EXERCISE BRIEF. Return, unchanged, the stretch of the material below from the line containing "obj: vertical stabilizer => bbox" through the end of the material.

GIVEN RECORDS.
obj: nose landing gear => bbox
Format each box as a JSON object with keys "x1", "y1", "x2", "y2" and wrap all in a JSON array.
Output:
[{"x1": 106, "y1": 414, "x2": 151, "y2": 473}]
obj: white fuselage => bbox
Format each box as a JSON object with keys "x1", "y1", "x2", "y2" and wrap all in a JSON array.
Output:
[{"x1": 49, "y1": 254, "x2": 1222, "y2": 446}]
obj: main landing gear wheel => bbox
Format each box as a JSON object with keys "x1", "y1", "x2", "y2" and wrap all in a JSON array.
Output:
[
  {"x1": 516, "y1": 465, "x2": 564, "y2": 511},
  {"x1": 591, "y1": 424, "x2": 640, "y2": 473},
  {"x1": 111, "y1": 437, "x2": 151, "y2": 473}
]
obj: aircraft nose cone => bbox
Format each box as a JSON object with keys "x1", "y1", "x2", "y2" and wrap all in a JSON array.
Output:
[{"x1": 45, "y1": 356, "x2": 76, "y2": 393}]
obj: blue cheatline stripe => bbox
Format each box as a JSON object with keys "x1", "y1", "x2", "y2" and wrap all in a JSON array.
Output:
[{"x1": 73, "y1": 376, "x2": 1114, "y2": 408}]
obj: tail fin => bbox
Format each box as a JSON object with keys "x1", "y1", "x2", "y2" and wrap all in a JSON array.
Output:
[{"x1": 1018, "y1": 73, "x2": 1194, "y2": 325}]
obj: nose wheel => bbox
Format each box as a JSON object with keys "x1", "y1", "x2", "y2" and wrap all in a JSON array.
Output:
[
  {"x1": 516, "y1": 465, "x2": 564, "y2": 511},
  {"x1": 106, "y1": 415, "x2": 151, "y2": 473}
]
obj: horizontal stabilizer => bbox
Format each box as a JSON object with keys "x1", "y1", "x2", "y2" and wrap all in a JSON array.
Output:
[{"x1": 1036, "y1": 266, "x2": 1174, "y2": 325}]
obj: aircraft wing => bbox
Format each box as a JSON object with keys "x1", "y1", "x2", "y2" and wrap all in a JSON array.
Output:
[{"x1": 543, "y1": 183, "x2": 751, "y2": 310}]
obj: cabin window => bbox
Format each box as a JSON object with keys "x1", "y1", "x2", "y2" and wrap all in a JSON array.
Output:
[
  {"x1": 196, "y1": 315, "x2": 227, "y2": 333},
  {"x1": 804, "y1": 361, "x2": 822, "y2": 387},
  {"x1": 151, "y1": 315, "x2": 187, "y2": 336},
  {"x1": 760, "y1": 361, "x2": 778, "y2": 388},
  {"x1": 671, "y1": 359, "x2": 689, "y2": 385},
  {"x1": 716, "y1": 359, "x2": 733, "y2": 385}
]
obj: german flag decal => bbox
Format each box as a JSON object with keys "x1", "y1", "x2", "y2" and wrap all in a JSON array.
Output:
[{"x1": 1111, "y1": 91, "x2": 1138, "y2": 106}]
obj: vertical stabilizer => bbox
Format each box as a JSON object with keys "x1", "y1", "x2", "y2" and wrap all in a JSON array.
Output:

EXERCISE RESPONSE.
obj: vertical stabilizer => bbox
Format each box as a JSON object with keys "x1", "y1", "x2", "y2" and wrap all in a JSON array.
Output:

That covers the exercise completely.